## Task statement
Omit all pictures, then retype exactly the lines from the one that contains "window in the picture above." through the end of the listing.

[Records of labeled points]

- - - -

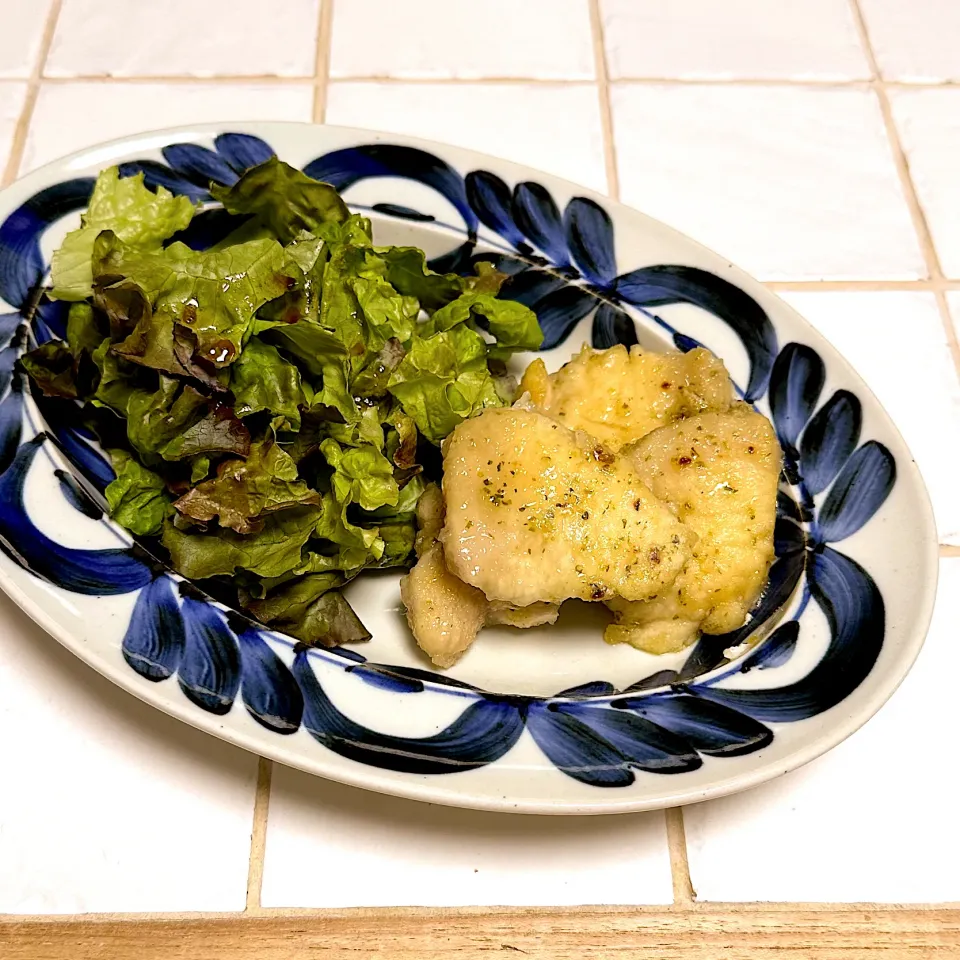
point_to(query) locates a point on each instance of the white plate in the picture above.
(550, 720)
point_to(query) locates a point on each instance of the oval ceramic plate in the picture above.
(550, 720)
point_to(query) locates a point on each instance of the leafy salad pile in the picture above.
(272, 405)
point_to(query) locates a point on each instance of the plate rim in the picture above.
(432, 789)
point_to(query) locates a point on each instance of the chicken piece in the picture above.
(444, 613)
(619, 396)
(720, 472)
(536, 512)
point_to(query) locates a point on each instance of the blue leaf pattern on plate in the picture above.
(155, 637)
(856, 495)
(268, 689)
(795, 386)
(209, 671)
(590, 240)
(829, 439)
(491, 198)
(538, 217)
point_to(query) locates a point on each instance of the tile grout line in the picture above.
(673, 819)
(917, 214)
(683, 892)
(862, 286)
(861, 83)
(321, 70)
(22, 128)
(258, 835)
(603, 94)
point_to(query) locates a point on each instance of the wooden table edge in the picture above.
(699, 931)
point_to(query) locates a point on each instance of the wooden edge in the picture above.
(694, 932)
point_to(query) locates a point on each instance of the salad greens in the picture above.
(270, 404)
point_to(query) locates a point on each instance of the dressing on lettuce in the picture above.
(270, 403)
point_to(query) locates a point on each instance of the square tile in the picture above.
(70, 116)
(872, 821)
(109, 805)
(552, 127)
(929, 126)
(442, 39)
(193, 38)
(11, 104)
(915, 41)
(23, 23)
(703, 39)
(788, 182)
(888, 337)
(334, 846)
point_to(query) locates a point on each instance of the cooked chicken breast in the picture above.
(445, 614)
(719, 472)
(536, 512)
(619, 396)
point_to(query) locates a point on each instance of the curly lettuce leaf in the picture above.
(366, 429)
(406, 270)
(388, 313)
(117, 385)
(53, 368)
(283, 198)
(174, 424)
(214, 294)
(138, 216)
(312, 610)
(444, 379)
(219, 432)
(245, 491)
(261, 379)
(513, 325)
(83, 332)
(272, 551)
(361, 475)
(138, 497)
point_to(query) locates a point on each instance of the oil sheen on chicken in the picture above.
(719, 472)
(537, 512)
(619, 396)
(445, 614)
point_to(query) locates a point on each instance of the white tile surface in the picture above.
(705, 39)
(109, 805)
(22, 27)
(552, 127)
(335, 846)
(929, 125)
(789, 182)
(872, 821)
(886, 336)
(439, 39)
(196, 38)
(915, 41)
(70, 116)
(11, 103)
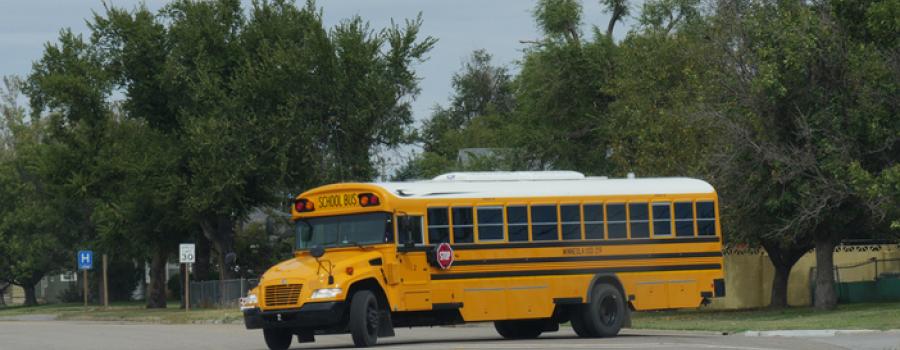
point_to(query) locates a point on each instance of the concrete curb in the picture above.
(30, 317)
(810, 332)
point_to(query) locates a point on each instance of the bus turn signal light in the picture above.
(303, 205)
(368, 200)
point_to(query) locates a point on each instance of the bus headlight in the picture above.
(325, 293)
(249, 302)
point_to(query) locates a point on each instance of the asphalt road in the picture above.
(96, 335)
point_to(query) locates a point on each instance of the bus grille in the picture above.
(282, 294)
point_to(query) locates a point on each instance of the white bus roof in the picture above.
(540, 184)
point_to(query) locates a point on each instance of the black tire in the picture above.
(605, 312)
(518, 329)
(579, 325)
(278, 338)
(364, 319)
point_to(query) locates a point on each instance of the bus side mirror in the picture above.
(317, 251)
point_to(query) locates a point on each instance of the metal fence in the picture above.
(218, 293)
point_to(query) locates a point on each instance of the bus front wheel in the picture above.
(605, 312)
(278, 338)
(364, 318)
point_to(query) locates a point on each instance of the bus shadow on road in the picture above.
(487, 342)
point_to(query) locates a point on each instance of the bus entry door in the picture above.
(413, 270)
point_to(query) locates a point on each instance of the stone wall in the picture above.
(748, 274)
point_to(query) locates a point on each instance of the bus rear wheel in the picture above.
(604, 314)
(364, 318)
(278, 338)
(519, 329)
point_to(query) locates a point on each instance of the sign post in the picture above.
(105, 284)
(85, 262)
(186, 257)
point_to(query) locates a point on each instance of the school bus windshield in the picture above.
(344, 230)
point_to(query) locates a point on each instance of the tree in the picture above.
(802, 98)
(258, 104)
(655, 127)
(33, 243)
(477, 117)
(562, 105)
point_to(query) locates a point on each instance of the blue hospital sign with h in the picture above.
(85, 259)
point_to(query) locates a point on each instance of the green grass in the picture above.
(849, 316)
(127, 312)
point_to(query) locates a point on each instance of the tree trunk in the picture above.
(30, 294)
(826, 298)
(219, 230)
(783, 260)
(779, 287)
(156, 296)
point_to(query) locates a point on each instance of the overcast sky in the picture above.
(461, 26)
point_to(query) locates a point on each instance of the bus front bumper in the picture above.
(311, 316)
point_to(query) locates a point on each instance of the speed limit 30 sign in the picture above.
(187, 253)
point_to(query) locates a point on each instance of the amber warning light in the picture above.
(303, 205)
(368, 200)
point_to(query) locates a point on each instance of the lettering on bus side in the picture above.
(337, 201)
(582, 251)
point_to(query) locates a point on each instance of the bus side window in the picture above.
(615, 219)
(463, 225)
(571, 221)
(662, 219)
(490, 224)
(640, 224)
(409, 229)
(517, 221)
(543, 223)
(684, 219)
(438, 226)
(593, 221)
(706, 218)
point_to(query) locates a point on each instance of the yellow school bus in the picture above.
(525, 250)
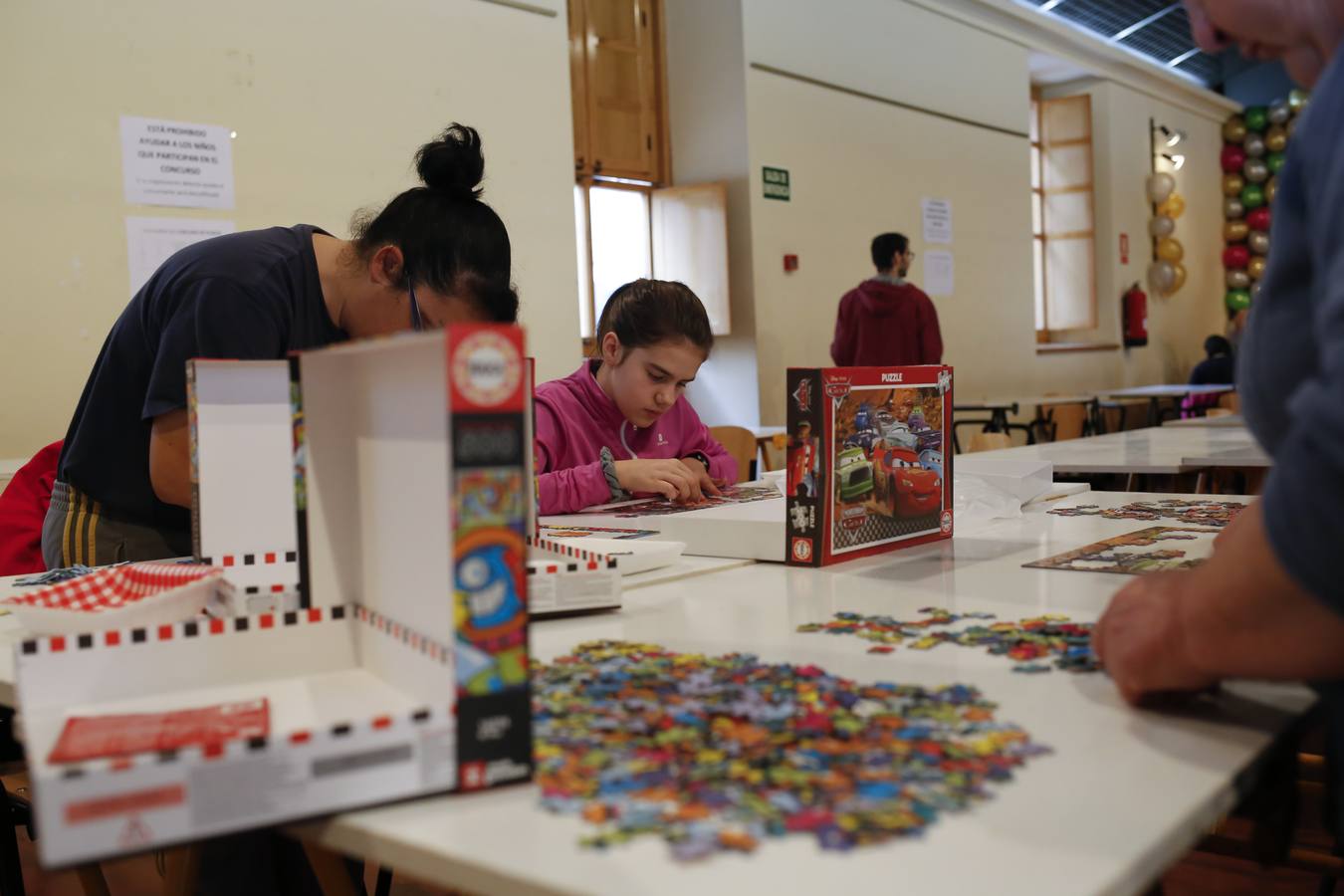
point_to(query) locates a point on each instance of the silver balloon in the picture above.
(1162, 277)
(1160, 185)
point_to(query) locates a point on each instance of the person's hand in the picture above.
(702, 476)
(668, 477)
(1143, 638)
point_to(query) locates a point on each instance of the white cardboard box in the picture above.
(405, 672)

- - - -

## Solution for this task
point_to(query) locates a point on each instance of the bus side window in the picture above.
(615, 219)
(463, 225)
(571, 221)
(662, 219)
(490, 224)
(640, 224)
(409, 229)
(517, 221)
(543, 223)
(684, 219)
(438, 226)
(593, 221)
(706, 218)
point_to(query) locates a point on each instance of the yellow school bus in the picture above.
(525, 250)
point_to(query) locates a point on each instance of the silver balloon in the picture above.
(1162, 277)
(1160, 185)
point_to(query) locates a point on each instance of the person's hand in the picture above.
(702, 476)
(668, 477)
(1143, 638)
point_to(query) locates a point on each instance of the white cardboard box in the picture above.
(405, 672)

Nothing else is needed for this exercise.